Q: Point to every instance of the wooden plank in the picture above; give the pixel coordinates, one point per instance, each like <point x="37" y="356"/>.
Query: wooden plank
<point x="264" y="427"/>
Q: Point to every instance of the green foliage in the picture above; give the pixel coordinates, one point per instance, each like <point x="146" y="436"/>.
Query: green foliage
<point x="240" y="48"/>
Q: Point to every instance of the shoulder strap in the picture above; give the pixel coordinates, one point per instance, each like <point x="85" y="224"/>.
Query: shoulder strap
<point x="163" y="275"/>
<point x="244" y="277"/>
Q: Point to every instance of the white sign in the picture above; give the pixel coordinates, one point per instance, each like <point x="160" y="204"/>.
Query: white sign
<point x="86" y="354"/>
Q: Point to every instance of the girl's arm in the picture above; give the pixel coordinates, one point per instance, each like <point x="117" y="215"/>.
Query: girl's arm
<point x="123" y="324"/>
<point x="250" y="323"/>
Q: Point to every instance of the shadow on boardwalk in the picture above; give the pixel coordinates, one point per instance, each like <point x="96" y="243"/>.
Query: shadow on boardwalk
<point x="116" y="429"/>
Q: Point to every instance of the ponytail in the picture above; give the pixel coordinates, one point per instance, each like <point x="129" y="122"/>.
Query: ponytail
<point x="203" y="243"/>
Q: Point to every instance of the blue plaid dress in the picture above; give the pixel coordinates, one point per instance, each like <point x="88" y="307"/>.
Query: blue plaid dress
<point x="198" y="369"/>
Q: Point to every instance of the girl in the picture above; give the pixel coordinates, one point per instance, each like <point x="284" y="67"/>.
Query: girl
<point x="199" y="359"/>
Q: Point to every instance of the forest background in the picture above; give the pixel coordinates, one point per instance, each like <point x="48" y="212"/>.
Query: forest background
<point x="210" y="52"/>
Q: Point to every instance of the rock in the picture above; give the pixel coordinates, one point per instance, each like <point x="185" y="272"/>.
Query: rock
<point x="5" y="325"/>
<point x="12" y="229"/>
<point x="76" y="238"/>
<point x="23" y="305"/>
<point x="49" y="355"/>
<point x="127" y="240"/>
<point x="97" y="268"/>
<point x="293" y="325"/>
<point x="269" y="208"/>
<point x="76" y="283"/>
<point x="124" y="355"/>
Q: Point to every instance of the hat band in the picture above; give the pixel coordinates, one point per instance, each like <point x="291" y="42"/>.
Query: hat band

* _Work to be completed_
Please copy out the material above again, starting at the line that contains "Q: Point to every instance of the rock" and ending with the last line, keeping every request line. Add 46 to each x and y coordinate in the answer points, and leave all other numbers unchanged.

* _Exercise result_
Q: Point to every instance of the rock in the picture above; give the pixel coordinates, one point per instance, each like <point x="185" y="272"/>.
Query: rock
<point x="51" y="371"/>
<point x="58" y="275"/>
<point x="122" y="284"/>
<point x="69" y="351"/>
<point x="95" y="401"/>
<point x="173" y="286"/>
<point x="143" y="314"/>
<point x="339" y="371"/>
<point x="315" y="254"/>
<point x="122" y="329"/>
<point x="170" y="401"/>
Q: Point to every instance of the hat band in the picture above; give the pixel coordinates, one point per instance, each like <point x="291" y="42"/>.
Query: hat band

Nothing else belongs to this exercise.